## Data to examine
········
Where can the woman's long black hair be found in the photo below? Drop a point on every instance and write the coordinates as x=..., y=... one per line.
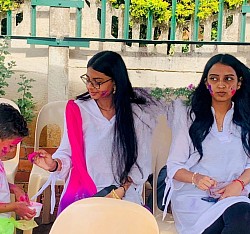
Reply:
x=125, y=151
x=201, y=102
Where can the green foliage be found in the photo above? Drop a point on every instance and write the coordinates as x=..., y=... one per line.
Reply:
x=169, y=94
x=162, y=9
x=5, y=69
x=26, y=102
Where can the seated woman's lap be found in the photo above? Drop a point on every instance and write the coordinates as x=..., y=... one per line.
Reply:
x=235, y=219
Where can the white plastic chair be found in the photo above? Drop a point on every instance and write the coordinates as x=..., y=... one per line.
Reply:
x=51, y=113
x=161, y=142
x=11, y=165
x=105, y=215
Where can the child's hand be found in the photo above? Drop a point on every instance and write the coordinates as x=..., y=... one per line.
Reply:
x=23, y=211
x=19, y=193
x=42, y=159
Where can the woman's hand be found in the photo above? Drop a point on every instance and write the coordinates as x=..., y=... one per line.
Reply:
x=203, y=182
x=44, y=160
x=23, y=211
x=232, y=189
x=119, y=193
x=19, y=193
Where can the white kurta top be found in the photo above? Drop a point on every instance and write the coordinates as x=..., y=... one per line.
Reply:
x=223, y=159
x=98, y=137
x=4, y=190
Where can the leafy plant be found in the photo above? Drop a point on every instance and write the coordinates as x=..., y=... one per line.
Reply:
x=169, y=94
x=26, y=102
x=5, y=69
x=162, y=9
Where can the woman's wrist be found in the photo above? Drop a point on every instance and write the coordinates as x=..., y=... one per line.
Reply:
x=193, y=179
x=54, y=166
x=241, y=182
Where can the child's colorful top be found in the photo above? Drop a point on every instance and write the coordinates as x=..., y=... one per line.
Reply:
x=4, y=190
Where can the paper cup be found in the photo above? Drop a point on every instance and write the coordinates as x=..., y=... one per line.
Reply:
x=36, y=206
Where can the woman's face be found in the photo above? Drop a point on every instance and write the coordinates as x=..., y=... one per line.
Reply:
x=98, y=84
x=8, y=145
x=222, y=82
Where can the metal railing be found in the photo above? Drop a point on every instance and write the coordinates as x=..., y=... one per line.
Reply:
x=79, y=41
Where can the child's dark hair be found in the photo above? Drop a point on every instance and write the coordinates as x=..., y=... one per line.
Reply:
x=12, y=123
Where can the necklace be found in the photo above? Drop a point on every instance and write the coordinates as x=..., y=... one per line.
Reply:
x=219, y=125
x=110, y=109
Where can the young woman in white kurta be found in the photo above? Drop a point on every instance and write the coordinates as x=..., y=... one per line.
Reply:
x=116, y=132
x=225, y=84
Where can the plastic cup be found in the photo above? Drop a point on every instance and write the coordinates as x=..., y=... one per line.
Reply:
x=213, y=191
x=36, y=206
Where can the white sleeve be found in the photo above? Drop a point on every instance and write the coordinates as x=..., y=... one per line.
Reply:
x=64, y=154
x=180, y=146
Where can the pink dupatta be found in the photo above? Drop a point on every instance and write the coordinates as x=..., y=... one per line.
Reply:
x=80, y=183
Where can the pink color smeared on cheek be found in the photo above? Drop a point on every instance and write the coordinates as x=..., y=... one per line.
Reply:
x=104, y=93
x=16, y=141
x=233, y=91
x=210, y=89
x=4, y=150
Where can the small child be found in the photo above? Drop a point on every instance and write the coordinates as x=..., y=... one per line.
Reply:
x=12, y=130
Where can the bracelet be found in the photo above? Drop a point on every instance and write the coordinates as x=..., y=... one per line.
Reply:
x=55, y=169
x=122, y=186
x=192, y=180
x=114, y=194
x=241, y=182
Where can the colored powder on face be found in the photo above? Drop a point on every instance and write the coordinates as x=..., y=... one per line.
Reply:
x=210, y=89
x=31, y=156
x=4, y=150
x=233, y=91
x=16, y=141
x=104, y=93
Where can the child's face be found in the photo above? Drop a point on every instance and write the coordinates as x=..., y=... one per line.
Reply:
x=8, y=145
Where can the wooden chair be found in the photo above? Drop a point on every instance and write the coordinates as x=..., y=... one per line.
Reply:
x=105, y=215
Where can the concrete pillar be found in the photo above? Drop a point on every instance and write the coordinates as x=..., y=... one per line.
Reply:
x=58, y=75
········
## What the task asks
Should the entries hold any pictures, please omit those and print the remaining text exactly.

## Your response
Where can the woman's long black hair be found in the photo below? Drop a point on every instance and write the coordinates as x=..., y=... one per line.
Reply:
x=125, y=151
x=201, y=102
Where can the green foliage be found in the photo above? Drop a point on every instance and write the coordinates as x=..., y=... one per line.
Reply:
x=169, y=94
x=162, y=9
x=5, y=69
x=26, y=102
Where can the seated woman's lap be found in the photo above? Drop a point on every instance and write the coordinates as x=..., y=... one per line.
Reply:
x=235, y=219
Where can the white plastic chair be found in the photo above? Drop a point on every instance and write the coordinates as x=..., y=... one per line.
Reply:
x=51, y=113
x=161, y=142
x=11, y=165
x=105, y=215
Where can the child's hand be found in the photo above? Drop a point on every instance and write the coordinates as x=..., y=... one per line.
Reply:
x=23, y=211
x=19, y=193
x=42, y=159
Where can the woman's hand be found in the photo above? Drop a point on every instance and write the coordinates as x=..., y=... one per line.
Reply:
x=203, y=182
x=44, y=160
x=23, y=211
x=232, y=189
x=119, y=193
x=19, y=193
Where can the white kurta top be found in the photo above? Drop a point on every instance and write the coordinates as x=..., y=... one per line.
Reply:
x=223, y=159
x=98, y=137
x=4, y=190
Where can the leafy plant be found in the photo above? Drop a point on every instance and write the coordinates as x=..., y=... one per line.
Reply:
x=169, y=94
x=26, y=102
x=5, y=69
x=162, y=9
Where can the woman's wrist be found in the photo above? Drop a point on every instance and write the coordinates as x=..., y=... one per line.
Reply:
x=193, y=179
x=54, y=166
x=241, y=182
Where can the child's colorful top be found in the photo above? Drop a point on every instance and write the coordinates as x=..., y=... one per line.
Reply:
x=4, y=190
Where can the paper cup be found in the photo above? Drop a point on every instance and write the coordinates as x=..., y=... one per line.
Reply:
x=36, y=206
Where can the woman's face be found in the photo above? Drop a point on every instance and write the coordinates as x=..., y=... one per line.
Reply:
x=98, y=84
x=8, y=145
x=222, y=82
Where can the metal railing be found in the photo above? Drop a point on every instance and write the coordinates as x=..., y=... one per line.
Reply:
x=79, y=41
Where can the child's dark hair be found in the photo above? Drop a point on every instance and write the coordinates as x=..., y=... one per line.
Reply:
x=12, y=123
Where can the necklace be found in the photo above? Drop a point on every instance and write the coordinates as x=..., y=... one per line.
Reply:
x=219, y=125
x=110, y=109
Where can the young woman in white kurta be found in the photo above? Drop a point on every instance and write the coordinates as x=..., y=... one per line.
Reply:
x=116, y=132
x=225, y=84
Where can the plastic cup be found in the photo above? Drop a point on every instance and write the coordinates as x=..., y=... one per line.
Reply:
x=213, y=191
x=36, y=206
Where can the white sleeve be found in the photo above? Drop a point on every instance and write the coordinates as x=..., y=... one per line.
Reply:
x=64, y=154
x=180, y=146
Where can the pink dupatta be found in the photo above? Drop a point on every instance and write the coordinates as x=..., y=... one per line.
Reply:
x=80, y=183
Where can the pink color smeared on cheek be found in the photo above? Drop a point on every instance and write the coordinates as x=..., y=... one per line.
Reply:
x=104, y=93
x=16, y=141
x=233, y=91
x=210, y=89
x=4, y=150
Where can the small child be found in the photo above? Drop a point on every instance and write the coordinates as x=..., y=... one per line.
Reply:
x=12, y=130
Where can the bracelet be found in the photo above? Drop a point on every instance and write the coordinates as x=..., y=... one per line.
Reply:
x=55, y=169
x=122, y=186
x=192, y=180
x=114, y=194
x=241, y=182
Where can the colored powder on face be found in the photo above? Drop a point on every instance and write the coordinates as x=..., y=... one per line.
Reply:
x=210, y=89
x=31, y=156
x=4, y=150
x=233, y=91
x=16, y=141
x=104, y=93
Where can the child's face be found in the photo above? Drop a point on every instance and write the coordinates as x=..., y=... one per line.
Reply:
x=8, y=145
Where can the wooden chair be found in the photo above? Drop a point on every instance and write the coordinates as x=..., y=... one per line.
Reply:
x=105, y=215
Where can the concrete pillar be found in the photo above? Drop a point on every instance and write the coordinates as x=..., y=... one per line.
Reply:
x=58, y=75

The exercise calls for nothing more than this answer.